Nothing should change. Output the data exactly.
PROVIDED MATERIAL section start
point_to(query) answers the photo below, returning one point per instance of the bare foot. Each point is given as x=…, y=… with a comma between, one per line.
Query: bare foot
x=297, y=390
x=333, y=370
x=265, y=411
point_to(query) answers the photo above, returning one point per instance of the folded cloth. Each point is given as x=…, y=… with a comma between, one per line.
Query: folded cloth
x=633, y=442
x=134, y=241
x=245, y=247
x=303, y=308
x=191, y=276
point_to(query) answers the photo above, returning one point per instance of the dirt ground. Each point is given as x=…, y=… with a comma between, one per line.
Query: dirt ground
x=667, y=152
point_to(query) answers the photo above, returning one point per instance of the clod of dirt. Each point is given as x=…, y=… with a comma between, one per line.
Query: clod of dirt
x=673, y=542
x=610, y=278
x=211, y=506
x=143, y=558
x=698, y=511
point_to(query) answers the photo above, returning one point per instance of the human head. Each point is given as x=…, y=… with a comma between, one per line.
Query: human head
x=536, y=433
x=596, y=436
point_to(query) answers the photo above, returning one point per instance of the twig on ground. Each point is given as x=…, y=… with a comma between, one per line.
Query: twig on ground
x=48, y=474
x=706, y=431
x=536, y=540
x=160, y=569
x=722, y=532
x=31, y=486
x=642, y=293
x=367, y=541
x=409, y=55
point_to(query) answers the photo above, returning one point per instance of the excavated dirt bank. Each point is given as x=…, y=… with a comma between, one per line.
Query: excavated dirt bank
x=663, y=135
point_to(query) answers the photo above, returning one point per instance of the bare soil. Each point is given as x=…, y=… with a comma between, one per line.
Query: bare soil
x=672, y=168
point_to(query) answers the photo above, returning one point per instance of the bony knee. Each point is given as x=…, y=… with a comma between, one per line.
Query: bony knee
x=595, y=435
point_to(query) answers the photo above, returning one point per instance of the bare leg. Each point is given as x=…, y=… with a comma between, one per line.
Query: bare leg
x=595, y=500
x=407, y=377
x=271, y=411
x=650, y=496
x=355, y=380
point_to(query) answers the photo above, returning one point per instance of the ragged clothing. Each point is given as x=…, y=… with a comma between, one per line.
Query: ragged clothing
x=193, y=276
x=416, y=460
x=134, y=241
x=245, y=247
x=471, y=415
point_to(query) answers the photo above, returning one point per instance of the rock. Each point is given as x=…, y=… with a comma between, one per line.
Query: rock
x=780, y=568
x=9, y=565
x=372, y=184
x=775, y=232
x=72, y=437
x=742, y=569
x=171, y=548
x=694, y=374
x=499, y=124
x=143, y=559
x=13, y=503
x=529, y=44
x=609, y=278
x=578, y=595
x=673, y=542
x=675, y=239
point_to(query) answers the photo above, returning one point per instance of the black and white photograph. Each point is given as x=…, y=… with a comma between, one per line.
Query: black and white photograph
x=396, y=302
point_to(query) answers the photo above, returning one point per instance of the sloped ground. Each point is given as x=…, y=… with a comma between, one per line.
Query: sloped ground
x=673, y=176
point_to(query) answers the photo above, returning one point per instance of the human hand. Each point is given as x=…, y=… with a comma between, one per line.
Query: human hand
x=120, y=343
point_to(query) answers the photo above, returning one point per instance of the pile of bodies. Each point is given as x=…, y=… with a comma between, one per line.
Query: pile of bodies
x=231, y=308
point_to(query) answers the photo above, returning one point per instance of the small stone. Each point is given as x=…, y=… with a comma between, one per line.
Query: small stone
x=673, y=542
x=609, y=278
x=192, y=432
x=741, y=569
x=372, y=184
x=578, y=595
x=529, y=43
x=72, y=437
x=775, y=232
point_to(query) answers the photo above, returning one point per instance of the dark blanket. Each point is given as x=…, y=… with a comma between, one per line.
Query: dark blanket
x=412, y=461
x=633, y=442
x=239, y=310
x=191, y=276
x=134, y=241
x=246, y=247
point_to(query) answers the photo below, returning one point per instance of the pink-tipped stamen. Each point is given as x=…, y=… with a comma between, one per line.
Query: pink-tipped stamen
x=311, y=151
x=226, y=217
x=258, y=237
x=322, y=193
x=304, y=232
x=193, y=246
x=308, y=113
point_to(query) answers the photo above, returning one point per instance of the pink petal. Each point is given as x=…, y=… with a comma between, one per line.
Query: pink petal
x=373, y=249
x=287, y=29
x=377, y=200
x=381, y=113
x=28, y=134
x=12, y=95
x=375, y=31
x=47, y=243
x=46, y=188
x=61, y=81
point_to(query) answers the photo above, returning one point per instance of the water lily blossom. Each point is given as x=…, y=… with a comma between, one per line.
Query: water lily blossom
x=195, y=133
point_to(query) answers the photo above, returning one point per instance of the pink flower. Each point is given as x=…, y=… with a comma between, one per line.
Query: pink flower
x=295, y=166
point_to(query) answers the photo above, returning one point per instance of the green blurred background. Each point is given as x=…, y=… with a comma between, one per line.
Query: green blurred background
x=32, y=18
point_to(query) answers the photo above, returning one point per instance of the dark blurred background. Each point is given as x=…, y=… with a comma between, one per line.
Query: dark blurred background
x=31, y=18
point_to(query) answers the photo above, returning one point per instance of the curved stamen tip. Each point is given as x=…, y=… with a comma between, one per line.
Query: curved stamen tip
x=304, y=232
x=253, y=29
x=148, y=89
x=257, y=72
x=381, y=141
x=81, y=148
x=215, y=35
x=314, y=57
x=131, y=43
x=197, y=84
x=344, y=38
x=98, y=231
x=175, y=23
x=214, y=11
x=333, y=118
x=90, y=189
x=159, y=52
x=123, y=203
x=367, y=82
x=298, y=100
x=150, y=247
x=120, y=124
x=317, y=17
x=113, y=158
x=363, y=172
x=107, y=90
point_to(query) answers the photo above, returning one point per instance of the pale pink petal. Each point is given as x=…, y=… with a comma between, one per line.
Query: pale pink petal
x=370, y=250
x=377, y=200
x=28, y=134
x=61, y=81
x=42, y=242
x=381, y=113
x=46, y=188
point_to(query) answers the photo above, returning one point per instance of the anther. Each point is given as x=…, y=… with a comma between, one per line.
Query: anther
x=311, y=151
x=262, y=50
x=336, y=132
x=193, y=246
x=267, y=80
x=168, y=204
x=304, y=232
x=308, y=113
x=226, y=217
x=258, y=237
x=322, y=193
PROVIDED MATERIAL section end
▶ TASK SOLUTION:
point_to(query) answers the photo below, returning one point per instance of the bare foot. Each point is given as x=…, y=… with a comma between, one per line.
Query: bare foot
x=297, y=390
x=333, y=370
x=265, y=411
point_to(query) answers the photo above, returning one point per instance of the folded cloth. Each point is given as x=…, y=… with a comma between, one per line.
Query: folded cloth
x=633, y=442
x=134, y=241
x=245, y=247
x=303, y=308
x=191, y=276
point_to(query) answers the photo above, returning one point per instance of the dirt ground. Each point is given as x=…, y=… with a comma between, one per line.
Query: dirt ground
x=667, y=152
point_to(query) answers the photo above, returning one point per instance of the clod of dirt. Each point is given as x=…, y=… with a comma between, one per line.
Query: clod of dirt
x=673, y=542
x=610, y=278
x=211, y=506
x=143, y=558
x=698, y=511
point_to(query) answers the photo above, returning one point per instance of the human head. Each point is given as x=…, y=… with a comma between, one per line.
Query: human head
x=536, y=433
x=596, y=436
point_to(query) answers the photo above, returning one point per instance of the twig on ground. Each point is given as x=…, y=… with a comma between, one per line.
Query: twig on ground
x=48, y=474
x=706, y=431
x=536, y=540
x=160, y=569
x=722, y=532
x=31, y=486
x=642, y=293
x=367, y=541
x=409, y=55
point_to(query) answers the photo above, returning one point per instance of the excavated dirt bank. Each point is given as x=…, y=… with a comma between, one per line.
Query: excavated dirt bank
x=663, y=135
point_to(query) answers the photo above, returning one point per instance of the bare soil. Each point is given as x=…, y=… with a comma between, one per line.
Query: bare soil
x=672, y=168
point_to(query) answers the photo above, returning one point per instance of the bony knee. Each point is given as x=…, y=… with a comma between, one per line.
Query: bony knee
x=595, y=435
point_to(query) answers the photo above, returning one point per instance of the bare leg. Each point is given as x=…, y=… with a comma between, one per line.
Query: bare leg
x=595, y=500
x=407, y=377
x=271, y=411
x=650, y=496
x=355, y=380
point_to(query) answers the photo above, returning one point per instance of the ragged clothing. Each point is given as x=…, y=… with a comma between, one per line.
Query: ragged clothing
x=193, y=276
x=416, y=460
x=134, y=241
x=245, y=247
x=471, y=415
point_to(query) answers the photo above, returning one point per instance of the rock. Each point is given as x=…, y=… with a comma between, one per line.
Query: rock
x=780, y=568
x=9, y=565
x=372, y=184
x=775, y=232
x=72, y=437
x=742, y=569
x=171, y=548
x=694, y=374
x=499, y=124
x=143, y=559
x=13, y=503
x=529, y=44
x=609, y=278
x=578, y=595
x=673, y=542
x=675, y=239
point_to(query) answers the photo above, returning one point per instance of the black and white photograph. Each point is given as x=…, y=… with a comma between, one per line.
Query: black and white photograph
x=396, y=302
point_to(query) answers the photo above, returning one point per instance of the sloped ground. Each point is given as x=…, y=… with a comma between, one per line.
Query: sloped ground
x=673, y=176
point_to(query) answers the photo above, returning one point per instance of the human hand. Each point is given as x=…, y=… with a comma between, one per line.
Query: human hand
x=120, y=343
point_to(query) answers the photo above, returning one point per instance of the pile of bodies. Each point is given as x=…, y=… with a comma between, one per line.
Query: pile of bodies
x=231, y=308
point_to(query) answers the photo above, returning one point per instance of the small stone. Each point is given as x=…, y=… with a comma between, one per line.
Query: small stone
x=673, y=542
x=609, y=278
x=192, y=432
x=741, y=569
x=372, y=184
x=578, y=595
x=529, y=43
x=72, y=437
x=775, y=232
point_to(query) answers the photo above, returning one point per instance of the dark blanket. Each point is given as x=…, y=… with a comma between, one per line.
Query: dark blanket
x=412, y=461
x=633, y=442
x=239, y=310
x=191, y=276
x=134, y=241
x=246, y=247
point_to(query) answers the photo below, returning one point per instance of the pink-tipped stamen. Each point is given as x=…, y=… with a comma between, one per line.
Query: pink-tipped stamen
x=311, y=151
x=226, y=217
x=258, y=237
x=322, y=193
x=304, y=232
x=193, y=246
x=308, y=113
point_to(query) answers the photo above, returning one point per instance of the pink petal. Each point is given as x=…, y=… with a comma between, one per line.
Query: pink petal
x=373, y=249
x=287, y=29
x=377, y=200
x=381, y=113
x=28, y=134
x=12, y=95
x=375, y=31
x=47, y=243
x=46, y=188
x=61, y=81
point_to(query) answers the photo above, returning one point per instance of the water lily blossom. Each point is given as x=…, y=… with a comma between, one per line.
Query: water lily blossom
x=195, y=133
point_to(query) answers the photo above, returning one point per instance of the pink flower. Each point is given as x=…, y=… with a comma between, one per line.
Query: pink flower
x=295, y=166
point_to(query) answers the photo above, returning one point per instance of the green blurred background. Each point is given as x=…, y=… with a comma between, one per line.
Query: green blurred background
x=32, y=18
point_to(query) answers the photo above, returning one point per instance of the dark blurred background. Each point is given as x=…, y=… with a comma between, one per line.
Query: dark blurred background
x=31, y=18
point_to(query) answers the photo above, returning one point per instance of the curved stamen tip. Each point is given as x=…, y=… with a comma between, one per line.
Query: curved stamen tip
x=304, y=232
x=253, y=29
x=148, y=89
x=257, y=72
x=381, y=141
x=81, y=148
x=215, y=35
x=314, y=57
x=131, y=43
x=197, y=84
x=344, y=38
x=98, y=231
x=175, y=23
x=214, y=11
x=333, y=118
x=90, y=189
x=159, y=52
x=123, y=203
x=367, y=82
x=298, y=100
x=150, y=247
x=120, y=124
x=317, y=17
x=113, y=158
x=363, y=172
x=107, y=90
point_to(query) answers the photo above, returning one point per instance of the pale pink petal. Each point is given as x=…, y=… with a comma between, one per line.
Query: pale pink petal
x=370, y=250
x=377, y=200
x=28, y=134
x=61, y=81
x=42, y=242
x=381, y=113
x=46, y=188
point_to(query) answers the photo above, returning one point per instance of the anther. Each point is given as x=…, y=… with a comma between, one per line.
Query: anther
x=311, y=151
x=262, y=50
x=336, y=132
x=193, y=246
x=267, y=80
x=168, y=204
x=304, y=232
x=308, y=113
x=226, y=217
x=258, y=237
x=322, y=193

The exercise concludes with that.